# BRANO SCELTO
┄┄┄┄┄┄┄┄┄┄┄┄┄┄┄┄┄┄┄┄

La sapienza della Regola

Inoltre – è la nostra seconda colonna – abbiamo scoperto che la nostra vita di monaci aveva bisogno di un elemento fondante stabile. Non avemmo l’insolenza d’inventare un nuovo modello di vita monastica. Molto semplicemente, abbiamo riscoperto la sapienza della Regola di san Benedetto, tale e quale ci è stata trasmessa dagli antichi, la sua ricchezza, la sua universalità e la sua inesauribile capacità di adattamento. Si constata che essa risponde a tutte le aspirazioni del cuore umano, in Vietnam, nell’Africa nera, in Brasile, come pure nella nostra piccola comunità embrionale – nel 1971 eravamo in tre – quale fu quella di Bédoin. Ma come parlare della santa Regola? Ispiratrice di tutta la spiritualità occidentale, miracolo d’equilibrio e d’armonia, essa non è né un regolamento né un codice stradale, ma ben piuttosto un’arte di vivere, un’arte evangelica del cercare Dio al seguito del Cristo Gesù, alleando lo spirito comunitario al desiderio di solitudine, la preghiera corale all’orazione silenziosa, una condiscendenza per i deboli a un’elevata esigenza per i forti, una fedeltà alle tradizioni del passato a un’incredibile flessibilità d’attualizzazione, una disciplina dell’anima a una felice libertà dello spirito, un gusto per l’assoluto a un’accettazione dei limiti. Per dirla tutta, la santa Regola propone un apprendistato della vita celeste interamente tesa verso Dio, che non bara con l’implacabile serietà delle leggi della natura. Come diceva Louis Salleron: «Si ha talora l’impressione di una legione straniera votata al sacrificio assoluto per l’onore di Dio, in una dura battaglia che altro non è che il dispiegamento pacifico dei lavori e delle giornate». Ben detto. Aggiungete la gioia dello spirito d’infanzia e la gratuità del servizio inutile: felici di non essere nulla affinché Dio sia tutto.
Poiché ogni famiglia monastica riceve un marchio proprio che le dà il suo spirito e che la distingue dalle altre, sembra che la nostra piccola comunità si sia ingrandita e si sia sviluppata grazie all’influsso esercitato su di essa dal ricordo e dall’esempio dei nostri fondatori: Padre Jean-Baptiste Muard, «un uomo di grande preghiera» (Pio IX), Dom Romain Banquet e Madre Marie Cronier, la santa abbadessa di Dourgne, la cui idea maestra fu la vita interiore. Senza dubbio è in questa direzione che dovremo lavorare, se vogliamo rimanere fedeli allo spirito del nostro santo Patriarca. Tuttavia, avremmo osato consacrarci a una tale opera senza l’irradiamento di quella meravigliosa colonna di luce che è la liturgia della Chiesa?

┄┄┄┄┄┄┄┄┄┄┄┄┄┄┄┄┄┄┄┄

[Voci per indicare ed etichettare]

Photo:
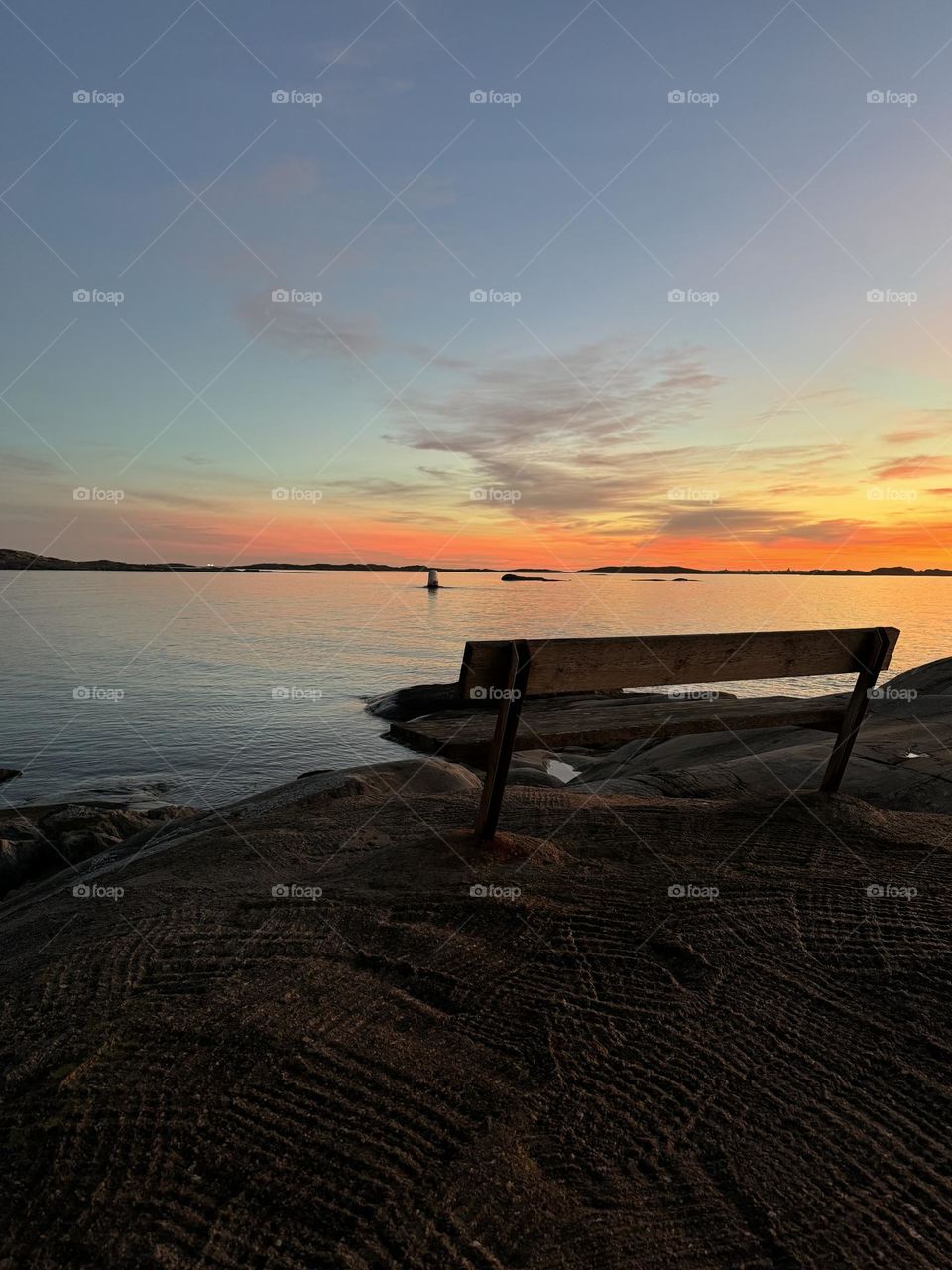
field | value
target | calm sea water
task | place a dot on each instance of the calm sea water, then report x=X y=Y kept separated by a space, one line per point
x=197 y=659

┄┄┄┄┄┄┄┄┄┄┄┄┄┄┄┄┄┄┄┄

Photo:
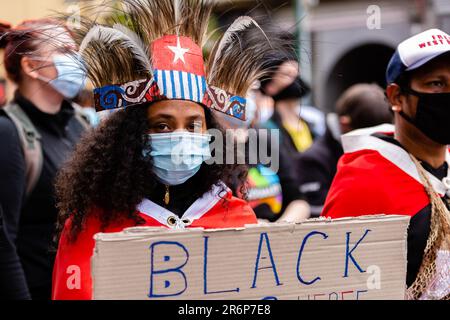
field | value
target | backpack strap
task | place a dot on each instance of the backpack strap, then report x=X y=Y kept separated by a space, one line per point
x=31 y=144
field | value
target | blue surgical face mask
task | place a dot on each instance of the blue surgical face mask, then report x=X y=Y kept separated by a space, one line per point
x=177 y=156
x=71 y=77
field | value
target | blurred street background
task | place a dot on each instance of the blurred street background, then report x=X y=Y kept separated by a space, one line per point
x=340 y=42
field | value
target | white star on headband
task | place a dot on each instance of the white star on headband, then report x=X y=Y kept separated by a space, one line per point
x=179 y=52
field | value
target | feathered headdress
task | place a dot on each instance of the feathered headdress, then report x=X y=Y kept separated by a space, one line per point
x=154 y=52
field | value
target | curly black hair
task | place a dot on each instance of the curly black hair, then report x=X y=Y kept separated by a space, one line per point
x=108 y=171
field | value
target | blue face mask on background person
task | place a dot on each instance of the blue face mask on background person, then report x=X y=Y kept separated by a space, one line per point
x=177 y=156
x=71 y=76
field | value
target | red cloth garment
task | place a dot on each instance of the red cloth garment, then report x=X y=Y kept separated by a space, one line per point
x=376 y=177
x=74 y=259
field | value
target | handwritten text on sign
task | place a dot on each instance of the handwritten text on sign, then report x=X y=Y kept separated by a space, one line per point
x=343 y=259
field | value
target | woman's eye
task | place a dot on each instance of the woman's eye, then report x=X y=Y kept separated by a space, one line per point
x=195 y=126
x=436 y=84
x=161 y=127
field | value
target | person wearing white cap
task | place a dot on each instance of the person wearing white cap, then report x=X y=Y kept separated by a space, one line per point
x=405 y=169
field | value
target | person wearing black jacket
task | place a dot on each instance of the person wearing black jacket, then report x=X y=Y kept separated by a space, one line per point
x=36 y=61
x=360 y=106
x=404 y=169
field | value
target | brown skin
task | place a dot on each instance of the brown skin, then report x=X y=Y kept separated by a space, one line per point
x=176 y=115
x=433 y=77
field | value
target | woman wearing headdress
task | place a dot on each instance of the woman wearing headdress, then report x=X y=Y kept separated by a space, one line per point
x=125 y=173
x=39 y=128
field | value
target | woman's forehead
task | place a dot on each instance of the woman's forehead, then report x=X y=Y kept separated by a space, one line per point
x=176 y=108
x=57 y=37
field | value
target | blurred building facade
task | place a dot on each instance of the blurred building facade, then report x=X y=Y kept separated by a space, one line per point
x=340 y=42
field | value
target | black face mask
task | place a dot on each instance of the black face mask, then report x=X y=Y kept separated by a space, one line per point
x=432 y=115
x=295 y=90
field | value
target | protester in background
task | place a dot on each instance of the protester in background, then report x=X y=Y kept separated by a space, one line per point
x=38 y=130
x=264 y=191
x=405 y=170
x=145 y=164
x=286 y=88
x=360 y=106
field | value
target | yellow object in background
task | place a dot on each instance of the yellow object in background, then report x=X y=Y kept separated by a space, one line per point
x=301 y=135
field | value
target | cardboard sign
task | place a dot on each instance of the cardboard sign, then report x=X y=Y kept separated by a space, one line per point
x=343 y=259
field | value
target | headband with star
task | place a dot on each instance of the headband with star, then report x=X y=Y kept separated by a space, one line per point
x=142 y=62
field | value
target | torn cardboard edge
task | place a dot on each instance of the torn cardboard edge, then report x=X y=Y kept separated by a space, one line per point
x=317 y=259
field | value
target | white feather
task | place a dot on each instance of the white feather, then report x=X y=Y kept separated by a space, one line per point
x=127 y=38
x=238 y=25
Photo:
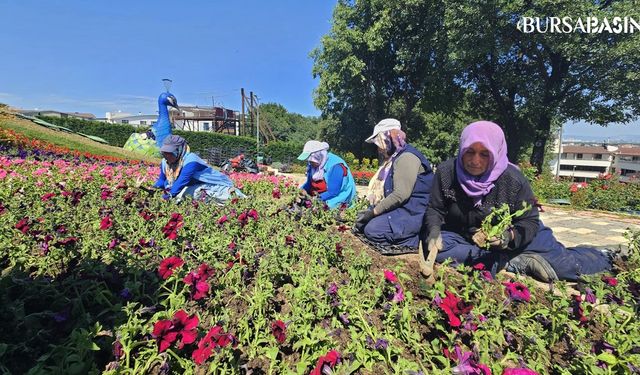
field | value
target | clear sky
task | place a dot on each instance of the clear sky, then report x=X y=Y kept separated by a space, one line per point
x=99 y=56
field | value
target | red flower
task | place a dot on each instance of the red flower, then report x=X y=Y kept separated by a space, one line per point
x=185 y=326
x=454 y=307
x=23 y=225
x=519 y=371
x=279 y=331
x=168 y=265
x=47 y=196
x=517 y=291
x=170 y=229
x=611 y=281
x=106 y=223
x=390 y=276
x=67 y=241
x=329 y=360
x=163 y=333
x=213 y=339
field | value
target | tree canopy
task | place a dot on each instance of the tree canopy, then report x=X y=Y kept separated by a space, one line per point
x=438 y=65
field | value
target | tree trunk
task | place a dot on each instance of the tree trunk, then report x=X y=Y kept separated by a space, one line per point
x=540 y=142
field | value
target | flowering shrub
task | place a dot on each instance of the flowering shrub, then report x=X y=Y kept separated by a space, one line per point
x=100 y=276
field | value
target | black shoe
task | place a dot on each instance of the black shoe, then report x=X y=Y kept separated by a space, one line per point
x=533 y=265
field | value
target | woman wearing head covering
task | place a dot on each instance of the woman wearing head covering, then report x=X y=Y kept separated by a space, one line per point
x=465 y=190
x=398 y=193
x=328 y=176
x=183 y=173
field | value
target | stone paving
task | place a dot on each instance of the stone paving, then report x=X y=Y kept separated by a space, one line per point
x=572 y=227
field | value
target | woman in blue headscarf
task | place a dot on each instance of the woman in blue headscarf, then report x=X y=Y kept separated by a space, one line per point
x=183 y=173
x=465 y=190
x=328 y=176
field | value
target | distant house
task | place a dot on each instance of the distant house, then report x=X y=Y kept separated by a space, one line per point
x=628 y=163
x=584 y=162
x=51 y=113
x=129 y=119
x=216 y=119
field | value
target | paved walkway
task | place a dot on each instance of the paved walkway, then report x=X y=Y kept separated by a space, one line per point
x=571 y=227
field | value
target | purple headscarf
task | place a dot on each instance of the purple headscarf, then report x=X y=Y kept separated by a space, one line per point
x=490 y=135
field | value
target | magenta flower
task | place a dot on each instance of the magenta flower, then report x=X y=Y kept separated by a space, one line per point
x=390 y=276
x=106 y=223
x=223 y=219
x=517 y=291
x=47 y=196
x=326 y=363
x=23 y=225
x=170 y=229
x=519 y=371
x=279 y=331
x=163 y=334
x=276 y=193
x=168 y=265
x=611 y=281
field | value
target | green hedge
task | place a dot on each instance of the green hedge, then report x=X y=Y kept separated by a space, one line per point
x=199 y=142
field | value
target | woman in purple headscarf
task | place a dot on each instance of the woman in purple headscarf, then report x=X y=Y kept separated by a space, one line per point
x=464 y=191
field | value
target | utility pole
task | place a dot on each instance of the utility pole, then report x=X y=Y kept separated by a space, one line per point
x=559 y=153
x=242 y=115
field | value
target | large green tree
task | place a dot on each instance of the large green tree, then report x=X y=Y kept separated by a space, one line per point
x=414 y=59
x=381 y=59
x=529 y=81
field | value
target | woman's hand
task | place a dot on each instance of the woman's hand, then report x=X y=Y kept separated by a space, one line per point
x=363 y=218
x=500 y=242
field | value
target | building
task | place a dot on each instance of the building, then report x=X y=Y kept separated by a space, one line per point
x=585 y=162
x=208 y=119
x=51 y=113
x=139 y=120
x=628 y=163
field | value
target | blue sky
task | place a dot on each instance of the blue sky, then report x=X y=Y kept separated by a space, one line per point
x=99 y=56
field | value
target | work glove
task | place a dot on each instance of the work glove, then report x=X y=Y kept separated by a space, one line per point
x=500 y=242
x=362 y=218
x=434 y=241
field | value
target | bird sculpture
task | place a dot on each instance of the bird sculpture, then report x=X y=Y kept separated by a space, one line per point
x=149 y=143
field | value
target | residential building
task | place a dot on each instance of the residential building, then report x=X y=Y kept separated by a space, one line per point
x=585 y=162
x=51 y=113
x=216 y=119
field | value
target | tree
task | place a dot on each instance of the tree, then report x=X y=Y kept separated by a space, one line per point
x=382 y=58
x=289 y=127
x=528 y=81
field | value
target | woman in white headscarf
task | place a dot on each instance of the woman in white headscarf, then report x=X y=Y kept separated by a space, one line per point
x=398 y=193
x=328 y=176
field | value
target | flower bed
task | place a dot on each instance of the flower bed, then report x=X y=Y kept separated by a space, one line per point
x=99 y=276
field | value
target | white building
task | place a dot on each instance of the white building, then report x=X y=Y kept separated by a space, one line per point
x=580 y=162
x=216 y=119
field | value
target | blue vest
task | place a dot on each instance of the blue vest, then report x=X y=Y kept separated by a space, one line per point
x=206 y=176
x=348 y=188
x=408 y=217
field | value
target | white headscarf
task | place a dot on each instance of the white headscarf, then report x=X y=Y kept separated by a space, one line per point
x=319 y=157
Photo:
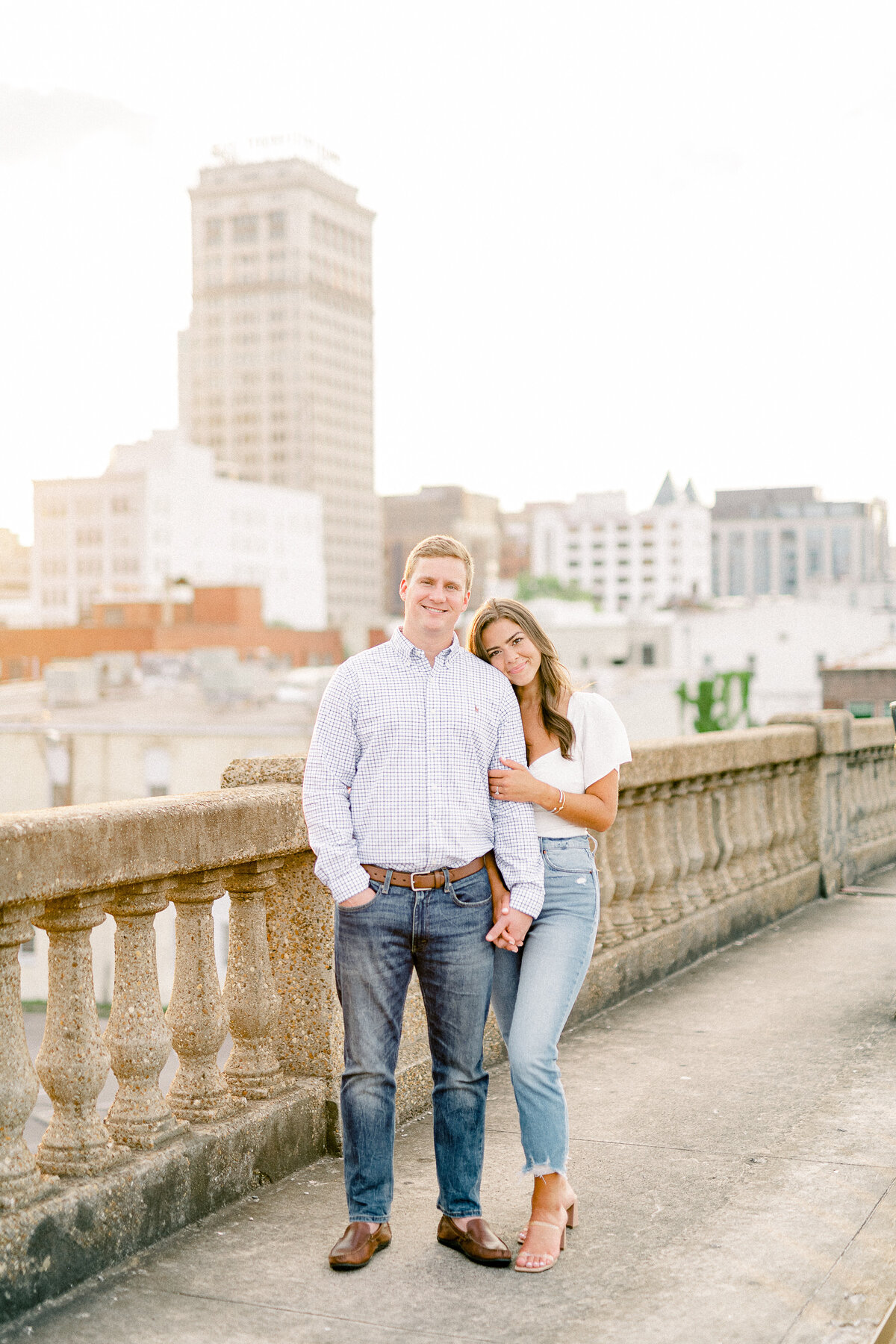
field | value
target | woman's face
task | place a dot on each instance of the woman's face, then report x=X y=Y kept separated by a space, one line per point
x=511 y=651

┄┄┄┄┄┄┄┄┄┄┄┄┄┄┄┄┄┄┄┄

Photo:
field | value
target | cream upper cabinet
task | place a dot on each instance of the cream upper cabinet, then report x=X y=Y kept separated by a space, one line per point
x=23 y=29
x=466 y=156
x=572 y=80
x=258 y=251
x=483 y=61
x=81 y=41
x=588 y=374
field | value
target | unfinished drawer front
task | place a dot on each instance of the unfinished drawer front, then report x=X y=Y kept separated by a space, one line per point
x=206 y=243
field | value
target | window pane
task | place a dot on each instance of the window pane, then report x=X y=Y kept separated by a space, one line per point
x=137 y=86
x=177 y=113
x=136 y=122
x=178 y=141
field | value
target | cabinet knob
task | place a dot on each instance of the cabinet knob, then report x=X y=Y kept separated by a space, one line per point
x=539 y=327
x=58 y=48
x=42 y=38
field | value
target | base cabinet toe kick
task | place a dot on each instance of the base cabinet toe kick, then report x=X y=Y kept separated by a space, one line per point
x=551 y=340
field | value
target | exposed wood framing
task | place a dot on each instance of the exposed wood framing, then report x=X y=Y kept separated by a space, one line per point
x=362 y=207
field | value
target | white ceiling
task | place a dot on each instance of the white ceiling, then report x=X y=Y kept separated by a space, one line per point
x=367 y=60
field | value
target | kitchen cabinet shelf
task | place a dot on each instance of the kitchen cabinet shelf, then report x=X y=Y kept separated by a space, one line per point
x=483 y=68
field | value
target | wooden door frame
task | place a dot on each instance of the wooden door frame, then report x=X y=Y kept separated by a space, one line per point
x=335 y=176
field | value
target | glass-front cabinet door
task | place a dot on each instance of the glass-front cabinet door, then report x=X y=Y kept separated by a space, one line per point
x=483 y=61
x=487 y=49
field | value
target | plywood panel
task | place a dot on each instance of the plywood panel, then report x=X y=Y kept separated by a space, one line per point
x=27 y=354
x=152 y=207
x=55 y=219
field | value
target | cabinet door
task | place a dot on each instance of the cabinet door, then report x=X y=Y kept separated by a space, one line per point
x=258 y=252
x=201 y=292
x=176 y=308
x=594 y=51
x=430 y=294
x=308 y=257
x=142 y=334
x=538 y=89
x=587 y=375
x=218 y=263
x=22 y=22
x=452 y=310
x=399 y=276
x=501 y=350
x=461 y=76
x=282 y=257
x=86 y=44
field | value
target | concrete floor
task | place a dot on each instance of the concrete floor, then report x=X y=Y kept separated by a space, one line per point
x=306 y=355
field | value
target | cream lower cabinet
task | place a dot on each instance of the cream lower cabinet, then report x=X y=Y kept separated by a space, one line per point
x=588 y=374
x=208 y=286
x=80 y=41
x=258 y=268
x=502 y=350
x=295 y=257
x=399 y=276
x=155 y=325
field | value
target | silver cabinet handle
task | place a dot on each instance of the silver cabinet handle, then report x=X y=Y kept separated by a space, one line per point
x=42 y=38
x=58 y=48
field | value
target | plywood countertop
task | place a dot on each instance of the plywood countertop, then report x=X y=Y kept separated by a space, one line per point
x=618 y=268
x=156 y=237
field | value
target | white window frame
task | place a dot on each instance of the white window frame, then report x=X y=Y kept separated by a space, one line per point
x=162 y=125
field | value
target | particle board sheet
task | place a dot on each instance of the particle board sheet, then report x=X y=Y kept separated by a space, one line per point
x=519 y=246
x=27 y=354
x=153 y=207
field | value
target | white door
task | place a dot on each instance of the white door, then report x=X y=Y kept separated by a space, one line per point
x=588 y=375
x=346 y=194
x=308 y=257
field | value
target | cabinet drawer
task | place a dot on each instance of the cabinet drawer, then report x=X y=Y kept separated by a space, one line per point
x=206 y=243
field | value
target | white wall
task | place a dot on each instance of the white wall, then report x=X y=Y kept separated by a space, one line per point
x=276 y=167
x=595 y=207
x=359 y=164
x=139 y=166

┄┄┄┄┄┄┄┄┄┄┄┄┄┄┄┄┄┄┄┄

# ESERCIZIO
Prosegui il brano sulla Regola di san Benedetto, riprendendo subito dopo la sua ultima frase.

# RISPOSTA
L’irradiamento liturgico

Per essere brevi su questo soggetto enorme, ricondurrò a tre le note essenziali della preghiera liturgica, che da trent’anni incanta le anime di questo monastero e alimenta la loro vita interiore. Queste tre note sono la sacralità, il senso pedagogico e il lirismo.
Sacralità, cioè riflesso del divino in ciò che vi è di eterno e di trascendente: il carattere altamente sacrale di una preghiera trasmessa per mezzo di una lingua fissa – protetta dall’individualità e dal cambiamento mediante regole immemori – disciplina le anime con un rigore di cui esse sono oggi a tal punto private, e le inclina all’adorazione. Come dice il cardinale Joseph Ratzinger: «La liturgia non vive di sorprese “simpatiche”, di trovate “accattivanti”, ma di ripetizioni solenni. Non deve esprimere l’attualità e il suo effimero ma il mistero del Sacro» (Rapporto sulla fede, p. 130).
Menzioniamo in seguito il senso pedagogico della liturgia. Si può dire che constatiamo questo aspetto a ogni passo: la Chiesa, mediante la sua preghiera, insegna ai suoi figli senza darne l’impressione, donando loro un gusto soave e profondo delle verità di fede, racchiudendo nelle orazioni latine del messale tutta una teologia dalle formule concise e cariche di significato, mentre lo svolgersi regolare dei medesimi gesti e degli stessi simboli inscrive nei cuori il senso misterioso delle parole divine.
Quanto al lirismo, esso appartiene di diritto alla liturgia, la quale si può esprimere sia con sobrietà sia con magnificenza, mescolando con un’arte sovrana, come in un grande poema, il canto, il silenzio, le incensazioni e le letture. Così, nel rito di una Messa pontificale è all’opera una specie di magia divina, che fa scendere un po’ di Cielo nel quaggiù dei nostri inizi quotidiani. E il ciclo dell’anno liturgico non è lui stesso un’ammirevole sinfonia, in cui il santorale viene a incrociarsi con le feste di Nostro Signore, trasformando ogni giorno in un giorno di festa?
E che dire del canto gregoriano? Più che una musica religiosa, è una preghiera cantata: onda portatrice di un’umile supplica, al contempo popolare e sacra, offerta e nutrimento, libera e obbediente, essa riversa ogni giorno nelle nostre anime il segreto di un’inesauribile consolazione. Uno di voi mi ha confidato che nei primi tempi, quando la vita non mancava di asprezze, senza la grazia della preghiera liturgica non avrebbe perseverato nella sua vocazione.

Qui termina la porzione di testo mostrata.